## 目的
以下のリストから「camouflage」という語を含む行をすべて見つけ、書き写す。大文字と小文字は区別する。

## 保存データ
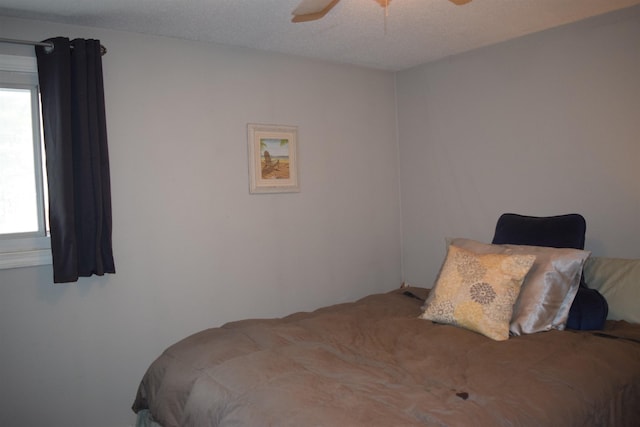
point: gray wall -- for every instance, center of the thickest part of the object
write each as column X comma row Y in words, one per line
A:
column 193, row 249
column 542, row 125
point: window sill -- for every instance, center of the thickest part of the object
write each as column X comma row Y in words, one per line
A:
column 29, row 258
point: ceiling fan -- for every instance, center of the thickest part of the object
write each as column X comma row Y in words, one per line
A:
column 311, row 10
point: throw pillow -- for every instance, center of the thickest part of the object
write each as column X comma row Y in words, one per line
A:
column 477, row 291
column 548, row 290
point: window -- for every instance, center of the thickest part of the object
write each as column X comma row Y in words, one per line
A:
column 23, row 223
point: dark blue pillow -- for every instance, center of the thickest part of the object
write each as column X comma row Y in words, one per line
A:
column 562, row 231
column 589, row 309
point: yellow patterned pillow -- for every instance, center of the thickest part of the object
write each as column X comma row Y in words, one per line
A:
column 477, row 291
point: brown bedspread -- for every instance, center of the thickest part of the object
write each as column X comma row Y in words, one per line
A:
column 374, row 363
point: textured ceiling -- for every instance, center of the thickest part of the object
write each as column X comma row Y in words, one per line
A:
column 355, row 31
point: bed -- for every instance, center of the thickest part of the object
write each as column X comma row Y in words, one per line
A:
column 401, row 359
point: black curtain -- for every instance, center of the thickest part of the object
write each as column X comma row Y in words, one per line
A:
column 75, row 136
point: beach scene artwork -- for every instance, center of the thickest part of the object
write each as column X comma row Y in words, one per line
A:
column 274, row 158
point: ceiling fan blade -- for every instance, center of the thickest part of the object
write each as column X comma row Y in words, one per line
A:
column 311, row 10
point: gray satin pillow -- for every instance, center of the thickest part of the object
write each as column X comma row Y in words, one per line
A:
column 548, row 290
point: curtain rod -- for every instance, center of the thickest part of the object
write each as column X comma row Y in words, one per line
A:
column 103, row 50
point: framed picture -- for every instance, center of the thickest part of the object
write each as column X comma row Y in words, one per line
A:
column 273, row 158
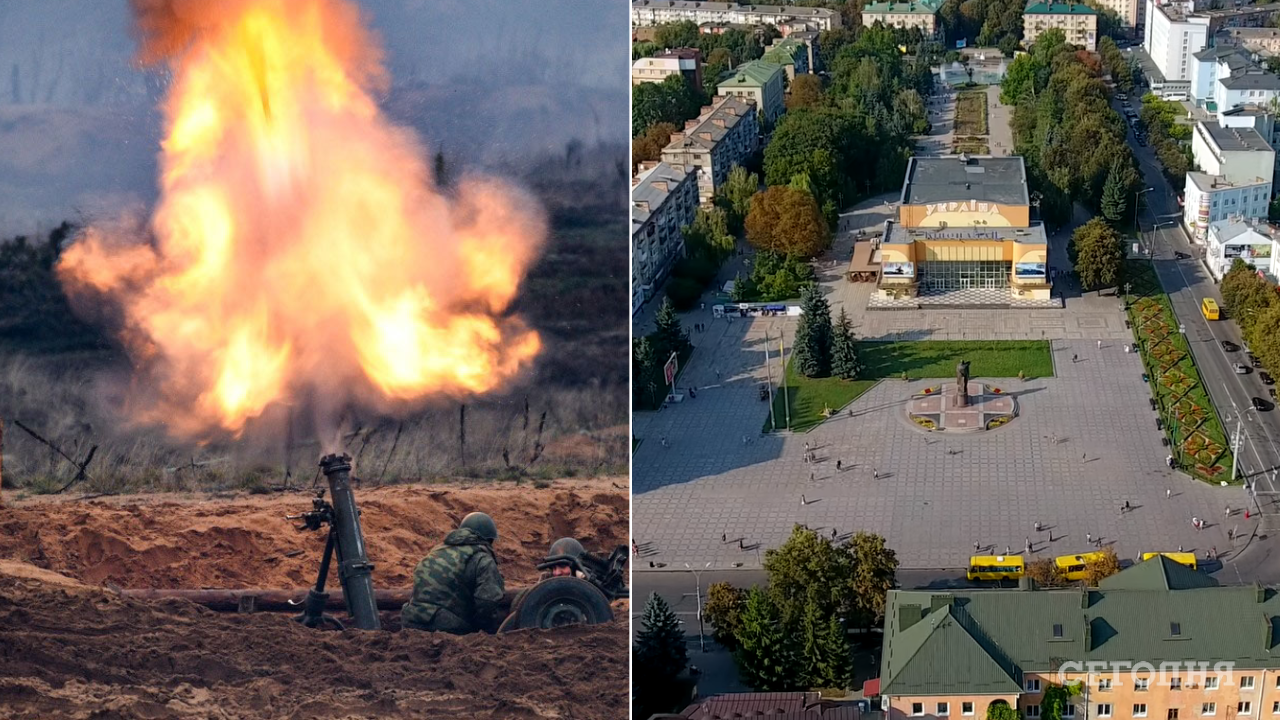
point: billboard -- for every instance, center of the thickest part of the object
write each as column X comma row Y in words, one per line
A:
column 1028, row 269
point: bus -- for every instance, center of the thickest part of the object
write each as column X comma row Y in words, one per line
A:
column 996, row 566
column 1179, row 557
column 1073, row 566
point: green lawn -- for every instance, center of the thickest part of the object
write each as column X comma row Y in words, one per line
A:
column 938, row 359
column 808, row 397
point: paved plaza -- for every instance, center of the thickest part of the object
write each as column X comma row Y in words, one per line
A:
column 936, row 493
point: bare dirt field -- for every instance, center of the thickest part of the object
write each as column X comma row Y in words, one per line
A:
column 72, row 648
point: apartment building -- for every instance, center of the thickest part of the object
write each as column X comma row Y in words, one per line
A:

==

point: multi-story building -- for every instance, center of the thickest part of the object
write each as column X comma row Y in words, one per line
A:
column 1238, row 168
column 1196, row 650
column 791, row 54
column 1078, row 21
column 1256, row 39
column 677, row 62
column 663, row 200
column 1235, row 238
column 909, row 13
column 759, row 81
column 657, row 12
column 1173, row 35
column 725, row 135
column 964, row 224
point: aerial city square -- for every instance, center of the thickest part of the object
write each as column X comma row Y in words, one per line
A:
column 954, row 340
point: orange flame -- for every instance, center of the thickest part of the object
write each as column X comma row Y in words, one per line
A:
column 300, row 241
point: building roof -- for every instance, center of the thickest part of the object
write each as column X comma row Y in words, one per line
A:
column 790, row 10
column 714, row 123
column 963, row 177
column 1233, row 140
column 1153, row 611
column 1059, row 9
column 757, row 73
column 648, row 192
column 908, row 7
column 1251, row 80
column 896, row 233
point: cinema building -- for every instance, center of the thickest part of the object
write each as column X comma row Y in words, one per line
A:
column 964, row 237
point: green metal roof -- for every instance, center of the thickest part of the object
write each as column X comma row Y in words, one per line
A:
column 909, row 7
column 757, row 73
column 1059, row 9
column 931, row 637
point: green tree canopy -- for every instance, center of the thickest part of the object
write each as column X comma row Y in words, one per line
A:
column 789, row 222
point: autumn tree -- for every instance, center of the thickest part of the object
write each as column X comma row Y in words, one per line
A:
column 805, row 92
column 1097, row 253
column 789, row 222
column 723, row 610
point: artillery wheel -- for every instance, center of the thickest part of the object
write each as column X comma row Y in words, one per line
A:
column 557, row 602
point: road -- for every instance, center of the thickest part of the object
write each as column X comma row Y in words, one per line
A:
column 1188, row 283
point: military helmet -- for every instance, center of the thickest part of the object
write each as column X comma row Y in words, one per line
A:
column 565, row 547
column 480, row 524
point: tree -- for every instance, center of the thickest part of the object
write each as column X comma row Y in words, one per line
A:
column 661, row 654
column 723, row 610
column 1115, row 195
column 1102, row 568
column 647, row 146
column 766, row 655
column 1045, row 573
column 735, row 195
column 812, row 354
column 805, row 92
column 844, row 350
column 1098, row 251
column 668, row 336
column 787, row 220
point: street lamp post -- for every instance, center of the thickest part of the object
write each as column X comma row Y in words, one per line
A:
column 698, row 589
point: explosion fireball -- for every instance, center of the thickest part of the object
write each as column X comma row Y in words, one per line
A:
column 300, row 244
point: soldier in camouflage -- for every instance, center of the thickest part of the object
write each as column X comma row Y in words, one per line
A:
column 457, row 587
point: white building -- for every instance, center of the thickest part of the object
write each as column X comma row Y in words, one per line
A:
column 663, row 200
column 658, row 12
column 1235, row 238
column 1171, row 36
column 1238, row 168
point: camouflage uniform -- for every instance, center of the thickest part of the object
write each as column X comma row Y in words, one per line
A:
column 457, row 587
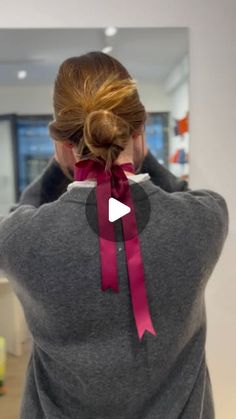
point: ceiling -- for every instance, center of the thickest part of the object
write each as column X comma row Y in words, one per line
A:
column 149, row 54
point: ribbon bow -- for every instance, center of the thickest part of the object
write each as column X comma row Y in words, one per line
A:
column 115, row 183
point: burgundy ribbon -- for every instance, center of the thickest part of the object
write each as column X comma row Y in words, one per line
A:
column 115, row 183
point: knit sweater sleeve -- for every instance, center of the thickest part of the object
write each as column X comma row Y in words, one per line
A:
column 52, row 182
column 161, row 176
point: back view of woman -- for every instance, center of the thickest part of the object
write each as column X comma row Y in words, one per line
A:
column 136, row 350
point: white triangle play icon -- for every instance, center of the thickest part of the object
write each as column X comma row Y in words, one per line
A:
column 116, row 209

## 記述回答
point: soldier in camouflage -- for every instance, center of the thickest part of the object
point: camouflage uniform -- for every instance, center of the thickest part of the object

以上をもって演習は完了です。